[Excerpts of location labeling data]
- - - -

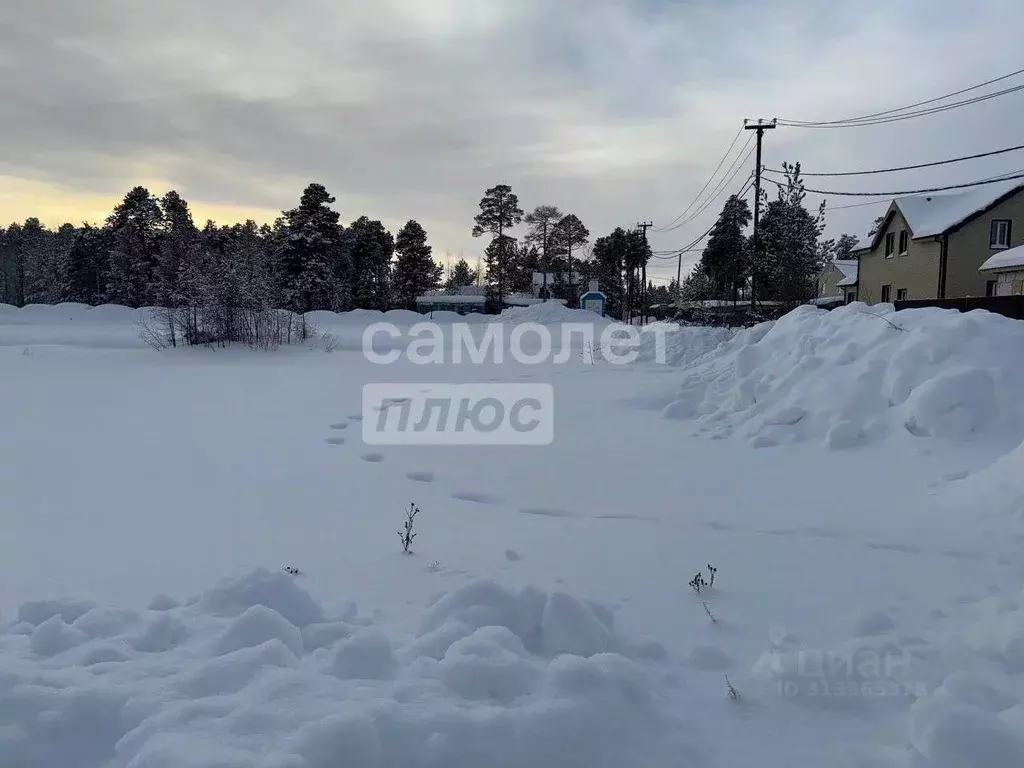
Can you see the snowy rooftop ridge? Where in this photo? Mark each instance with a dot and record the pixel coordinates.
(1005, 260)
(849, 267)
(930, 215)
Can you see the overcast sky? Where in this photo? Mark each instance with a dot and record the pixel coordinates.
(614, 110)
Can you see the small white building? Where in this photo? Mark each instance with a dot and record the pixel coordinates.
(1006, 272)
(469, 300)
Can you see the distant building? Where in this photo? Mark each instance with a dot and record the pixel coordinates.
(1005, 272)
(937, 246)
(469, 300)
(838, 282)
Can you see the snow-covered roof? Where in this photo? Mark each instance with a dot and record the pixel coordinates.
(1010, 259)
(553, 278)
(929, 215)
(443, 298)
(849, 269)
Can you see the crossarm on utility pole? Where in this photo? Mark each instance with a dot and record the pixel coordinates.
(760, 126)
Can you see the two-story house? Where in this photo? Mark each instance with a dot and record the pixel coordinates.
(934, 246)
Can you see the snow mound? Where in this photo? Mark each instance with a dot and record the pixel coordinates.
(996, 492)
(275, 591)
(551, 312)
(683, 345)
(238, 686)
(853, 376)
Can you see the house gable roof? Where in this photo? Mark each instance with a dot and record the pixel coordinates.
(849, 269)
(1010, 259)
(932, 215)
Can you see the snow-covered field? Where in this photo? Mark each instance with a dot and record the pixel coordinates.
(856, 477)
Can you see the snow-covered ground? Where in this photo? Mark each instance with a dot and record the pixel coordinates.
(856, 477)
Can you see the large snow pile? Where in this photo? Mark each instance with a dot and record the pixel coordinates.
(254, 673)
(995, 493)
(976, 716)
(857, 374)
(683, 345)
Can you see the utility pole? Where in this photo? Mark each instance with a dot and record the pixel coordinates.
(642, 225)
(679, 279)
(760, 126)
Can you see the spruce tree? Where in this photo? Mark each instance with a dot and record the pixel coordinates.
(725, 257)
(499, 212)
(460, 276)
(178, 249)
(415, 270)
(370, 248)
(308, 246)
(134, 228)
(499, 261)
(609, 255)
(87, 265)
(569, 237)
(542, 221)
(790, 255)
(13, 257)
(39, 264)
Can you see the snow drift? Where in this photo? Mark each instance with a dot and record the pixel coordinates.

- - - -

Output the records above exactly; leave out the pictures.

Can you see the snowy rooftop ridge? Where in this photo? Mark each instance with a dot and record the pixel coordinates.
(1005, 260)
(849, 267)
(930, 215)
Can you see the overcast sky? Where in this photo? Mark each instance with a dot and record the pixel coordinates.
(614, 110)
Can you see the small white building? Where in this photo? Mark each instance with a dot and record the pixel coordinates.
(1006, 272)
(469, 300)
Can you see the distant building? Where in this photo? Mark each instance with a dot and record the pixel coordinates.
(1005, 272)
(937, 246)
(469, 300)
(838, 282)
Can you see the snow-covered roof? Where in this photo? Mark each instance with a dot and record the pixel coordinates.
(1010, 259)
(553, 278)
(929, 215)
(443, 298)
(849, 269)
Can you see the crossarm on utility pole? Where in this photo? Mark each instance with a dot and record the pixel coordinates.
(760, 126)
Can you see the two-story house? Where in this photo? Mark each instance with a dot and record the pixel coordinates.
(934, 246)
Can you see the snow mound? Where in this photo? Mark each instance with a dot and record the pixel coordinates.
(996, 492)
(275, 591)
(551, 312)
(683, 345)
(238, 686)
(853, 376)
Can you see the house gable roof? Where in this photo? Mark each instance with a dot and record the pixel coordinates.
(849, 269)
(1010, 259)
(932, 215)
Can you see the snow-covered field? Where in this photo? Mark each instance with a dot and record the pixel coordinates.
(856, 477)
Can you see the snow-covered ground? Where in this photo? Mark each instance with a dot and record the pixel coordinates.
(856, 477)
Can you see the large snow pile? Where in this photo? Mark each instance with a dot and record the pixel coordinates.
(254, 673)
(995, 493)
(976, 716)
(857, 374)
(683, 345)
Can you see the utility pole? Where in this photo? Mark each instance with a dot and record the pixel coordinates.
(642, 225)
(679, 279)
(760, 126)
Can you see the spruce tree? Where in this photo? Mark each instance with a dot and record the pixel coordinates.
(725, 257)
(499, 212)
(460, 276)
(178, 249)
(415, 270)
(370, 248)
(308, 246)
(134, 228)
(499, 261)
(609, 255)
(87, 265)
(569, 237)
(542, 221)
(790, 255)
(13, 257)
(39, 264)
Can you see the snow drift? Where in this photo? Mark each instance with a dot and record the pixel coordinates.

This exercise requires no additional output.